DESCRIPTION OF THE TASK:
Scan the entries below, and for each line that includes the word "cabinet", make a copy.

┌──

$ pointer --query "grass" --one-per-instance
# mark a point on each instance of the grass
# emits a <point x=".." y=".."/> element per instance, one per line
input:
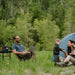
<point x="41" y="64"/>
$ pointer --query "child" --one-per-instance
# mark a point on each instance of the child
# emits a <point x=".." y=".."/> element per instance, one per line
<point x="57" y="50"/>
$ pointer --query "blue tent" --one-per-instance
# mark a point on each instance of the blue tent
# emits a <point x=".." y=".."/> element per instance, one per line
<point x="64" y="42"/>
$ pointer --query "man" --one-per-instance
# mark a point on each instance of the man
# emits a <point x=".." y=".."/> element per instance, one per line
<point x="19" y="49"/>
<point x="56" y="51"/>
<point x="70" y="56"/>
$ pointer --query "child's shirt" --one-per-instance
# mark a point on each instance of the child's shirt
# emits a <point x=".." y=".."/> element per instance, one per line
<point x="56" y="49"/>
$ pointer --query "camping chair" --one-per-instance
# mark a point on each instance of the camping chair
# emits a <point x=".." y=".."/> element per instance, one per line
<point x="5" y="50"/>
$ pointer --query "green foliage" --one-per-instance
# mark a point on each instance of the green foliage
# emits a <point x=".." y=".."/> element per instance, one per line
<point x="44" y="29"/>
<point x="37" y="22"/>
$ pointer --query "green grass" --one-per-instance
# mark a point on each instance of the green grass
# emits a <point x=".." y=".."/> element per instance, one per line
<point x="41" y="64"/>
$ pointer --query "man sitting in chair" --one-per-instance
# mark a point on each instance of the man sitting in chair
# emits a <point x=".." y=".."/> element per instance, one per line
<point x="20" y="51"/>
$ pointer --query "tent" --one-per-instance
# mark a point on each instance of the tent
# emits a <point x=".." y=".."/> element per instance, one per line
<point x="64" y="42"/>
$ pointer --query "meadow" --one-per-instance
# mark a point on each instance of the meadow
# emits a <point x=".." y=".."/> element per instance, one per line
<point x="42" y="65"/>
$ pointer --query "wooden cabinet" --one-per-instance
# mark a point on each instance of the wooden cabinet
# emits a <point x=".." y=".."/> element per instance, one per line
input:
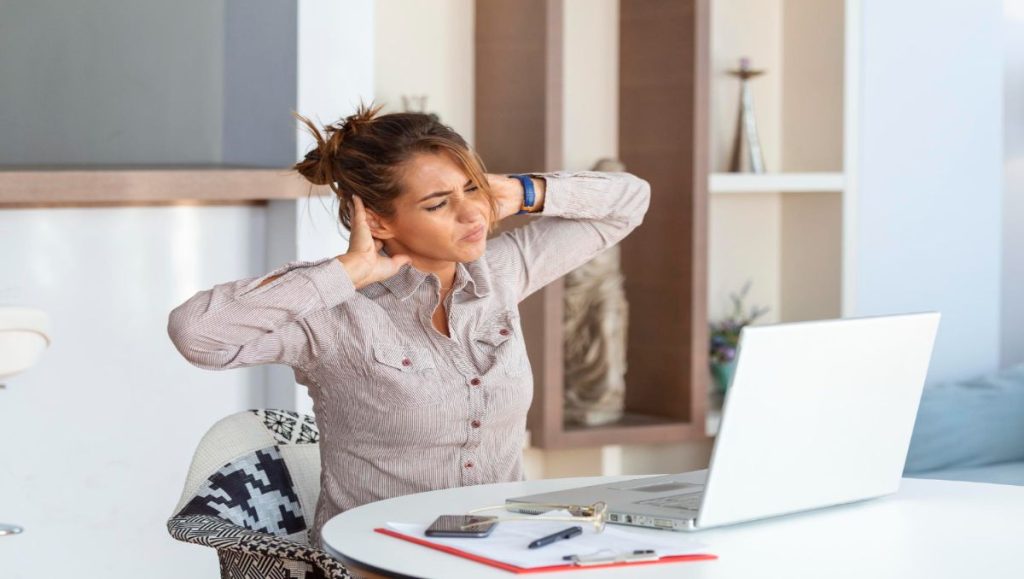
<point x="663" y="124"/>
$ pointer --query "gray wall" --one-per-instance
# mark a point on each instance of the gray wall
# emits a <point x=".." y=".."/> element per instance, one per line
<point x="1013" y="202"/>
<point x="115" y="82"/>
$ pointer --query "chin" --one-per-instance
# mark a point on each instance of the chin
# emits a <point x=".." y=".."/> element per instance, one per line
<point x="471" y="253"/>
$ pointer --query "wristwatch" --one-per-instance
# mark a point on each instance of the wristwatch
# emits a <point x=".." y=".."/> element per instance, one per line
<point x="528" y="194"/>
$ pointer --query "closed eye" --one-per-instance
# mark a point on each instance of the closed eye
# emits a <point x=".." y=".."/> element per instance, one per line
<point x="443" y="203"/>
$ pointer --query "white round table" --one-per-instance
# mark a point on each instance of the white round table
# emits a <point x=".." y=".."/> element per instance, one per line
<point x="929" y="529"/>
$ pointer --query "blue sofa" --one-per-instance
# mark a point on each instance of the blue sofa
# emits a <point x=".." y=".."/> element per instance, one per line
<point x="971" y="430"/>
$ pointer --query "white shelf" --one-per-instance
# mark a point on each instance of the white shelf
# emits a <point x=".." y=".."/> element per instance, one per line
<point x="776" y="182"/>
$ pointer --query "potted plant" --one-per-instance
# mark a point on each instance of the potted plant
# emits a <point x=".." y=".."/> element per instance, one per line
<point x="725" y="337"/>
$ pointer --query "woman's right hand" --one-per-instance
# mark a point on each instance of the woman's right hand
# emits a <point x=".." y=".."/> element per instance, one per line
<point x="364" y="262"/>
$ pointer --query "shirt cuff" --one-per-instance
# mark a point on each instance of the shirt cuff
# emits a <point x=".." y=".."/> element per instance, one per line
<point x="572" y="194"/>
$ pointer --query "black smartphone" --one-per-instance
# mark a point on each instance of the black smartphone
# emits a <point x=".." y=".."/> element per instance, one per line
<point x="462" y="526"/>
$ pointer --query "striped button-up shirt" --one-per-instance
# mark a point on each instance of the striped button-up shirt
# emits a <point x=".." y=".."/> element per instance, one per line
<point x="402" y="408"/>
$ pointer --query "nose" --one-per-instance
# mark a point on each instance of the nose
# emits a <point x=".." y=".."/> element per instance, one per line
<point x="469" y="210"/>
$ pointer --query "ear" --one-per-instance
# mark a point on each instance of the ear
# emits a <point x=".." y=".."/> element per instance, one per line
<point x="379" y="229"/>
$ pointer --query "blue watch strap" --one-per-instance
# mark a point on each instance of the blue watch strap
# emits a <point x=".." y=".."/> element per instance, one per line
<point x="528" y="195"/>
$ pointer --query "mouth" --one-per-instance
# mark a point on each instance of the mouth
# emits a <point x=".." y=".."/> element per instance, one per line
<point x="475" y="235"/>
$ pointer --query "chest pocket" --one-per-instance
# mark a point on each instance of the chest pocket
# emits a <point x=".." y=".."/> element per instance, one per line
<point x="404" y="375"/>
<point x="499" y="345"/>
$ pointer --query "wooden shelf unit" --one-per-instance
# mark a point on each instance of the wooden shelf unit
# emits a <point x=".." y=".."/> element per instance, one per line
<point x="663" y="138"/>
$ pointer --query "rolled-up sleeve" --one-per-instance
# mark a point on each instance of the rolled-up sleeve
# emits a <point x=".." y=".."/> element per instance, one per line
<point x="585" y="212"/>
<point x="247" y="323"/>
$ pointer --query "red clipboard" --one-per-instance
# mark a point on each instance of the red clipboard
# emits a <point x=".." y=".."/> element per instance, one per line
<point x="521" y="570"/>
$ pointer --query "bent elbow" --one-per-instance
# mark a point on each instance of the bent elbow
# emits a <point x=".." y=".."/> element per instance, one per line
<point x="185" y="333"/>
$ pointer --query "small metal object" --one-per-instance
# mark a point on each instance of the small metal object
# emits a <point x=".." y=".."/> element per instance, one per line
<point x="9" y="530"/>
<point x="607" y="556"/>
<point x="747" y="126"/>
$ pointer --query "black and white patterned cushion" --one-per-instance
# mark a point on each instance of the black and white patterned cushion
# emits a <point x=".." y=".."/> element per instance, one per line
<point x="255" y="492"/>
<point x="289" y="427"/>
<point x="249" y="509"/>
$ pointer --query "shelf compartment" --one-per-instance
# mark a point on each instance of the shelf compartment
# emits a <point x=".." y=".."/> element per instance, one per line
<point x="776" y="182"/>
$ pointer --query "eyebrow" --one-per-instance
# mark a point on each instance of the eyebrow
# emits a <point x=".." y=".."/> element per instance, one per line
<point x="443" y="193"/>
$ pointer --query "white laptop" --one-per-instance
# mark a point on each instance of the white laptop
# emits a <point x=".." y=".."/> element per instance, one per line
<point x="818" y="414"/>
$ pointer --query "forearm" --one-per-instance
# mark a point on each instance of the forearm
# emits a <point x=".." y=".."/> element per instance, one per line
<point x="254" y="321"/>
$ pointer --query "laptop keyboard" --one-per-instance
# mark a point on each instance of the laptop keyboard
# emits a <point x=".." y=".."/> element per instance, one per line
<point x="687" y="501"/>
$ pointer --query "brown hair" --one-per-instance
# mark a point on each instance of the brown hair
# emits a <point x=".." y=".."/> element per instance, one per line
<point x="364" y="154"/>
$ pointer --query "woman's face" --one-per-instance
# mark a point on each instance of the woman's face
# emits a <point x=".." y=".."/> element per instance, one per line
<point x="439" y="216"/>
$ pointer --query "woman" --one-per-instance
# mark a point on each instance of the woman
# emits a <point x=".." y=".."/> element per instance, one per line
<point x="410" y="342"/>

└──

YOUR RESPONSE:
$ pointer --query "wooden cabinet" --one-per-instance
# mark a point on each instance of the wooden cabinet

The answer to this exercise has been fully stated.